As improbable as it may sound, one of the more interesting books on the market right now is a policy memoir largely about the rise and fall of Richard Nixon’s welfare policy. For a few wonks, scribblers, and geeks, that policy history is quite valuable as a reminder of how it’s all been said before and will all be said again. But Price’s story is more than just a helpful explainer for the more recent thorny and contentious debates over child tax credits. It’s also a portrait of a Republican party that once knew how to broker its own coalition, governing through the power of two wings, a conservative “base,” and an “establishment” leadership.

The Last Liberal Republican: An Insider’s Perspective on Nixon’s Surprising Social Policy deserves a place in the pantheon of gossipy Washington micro-histories. Its author, John Roy Price, served in the Nixon White House under the tutelage of Daniel Patrick Moynihan, the urban policy guru and later Democratic US Senator from New York. Nixon picked Moynihan to untangle the political, social, and administrative wreckage left in the wake of President Lyndon Johnson’s War on Poverty. The centerpiece of the Nixon domestic agenda, unbelievably from today’s standpoint, was the proposal to establish a “guaranteed family income” or GFI. This was effectively a universal basic income, meant to replace the Aid to Families with Dependent Children (AFDC) program that had seen its caseloads explode in the 1960s despite robust economic growth and record-low unemployment. 

Price, a native of north shore Long Island, descends from the Eisenhower-Rockefeller wing of the GOP. He fought alongside Nelson Rockefeller in 1964 to try to deny Senator Barry Goldwater the presidential nomination, seeing, as did virtually everyone including probably Goldwater himself, that his nomination was a political death wish. He re-upped with Rockefeller in 1968 for a campaign that foundered on the then-unthinkable idea that a man might divorce, remarry, and begin a new family with his new wife. Times, as they say, have changed.

Before the 1968 campaign, Price had joined John Doar (father of Robert Doar, president of AEI, where I’m employed), working for the bi-partisan economic development effort of Democratic Senator Robert Kennedy and Republican Senator Jacob K. Javits in Brooklyn’s Bedford-Stuyvesant neighborhood. Doar had given Price a leave of absence to work for Rockefeller’s nomination. When Nixon won the nomination, Nixon’s team approached Price about helping with the general election campaign. After initial hesitation—it took persuasion by John Doar to play for the Republican team and Nixon—he joined Nixon’s fall campaign and later worked in the Nixon administration. One of the stronger ironies of this tale is that Doar eventually became chief counsel of the House Watergate Committee that delivered the coup de grace to Nixon’s presidency. That’s how turbulent and confusing the Nixon years actually were.

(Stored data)
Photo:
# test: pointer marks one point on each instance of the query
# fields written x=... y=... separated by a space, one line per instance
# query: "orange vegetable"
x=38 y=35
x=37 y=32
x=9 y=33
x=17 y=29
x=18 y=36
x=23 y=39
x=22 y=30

WORK TO BE COMPLETED: Reproduce the book review word for word, everything from "The Last Liberal" down to "and record-low unemployment.".

ANSWER TO THE EXERCISE:
The Last Liberal Republican: An Insider’s Perspective on Nixon’s Surprising Social Policy deserves a place in the pantheon of gossipy Washington micro-histories. Its author, John Roy Price, served in the Nixon White House under the tutelage of Daniel Patrick Moynihan, the urban policy guru and later Democratic US Senator from New York. Nixon picked Moynihan to untangle the political, social, and administrative wreckage left in the wake of President Lyndon Johnson’s War on Poverty. The centerpiece of the Nixon domestic agenda, unbelievably from today’s standpoint, was the proposal to establish a “guaranteed family income” or GFI. This was effectively a universal basic income, meant to replace the Aid to Families with Dependent Children (AFDC) program that had seen its caseloads explode in the 1960s despite robust economic growth and record-low unemployment.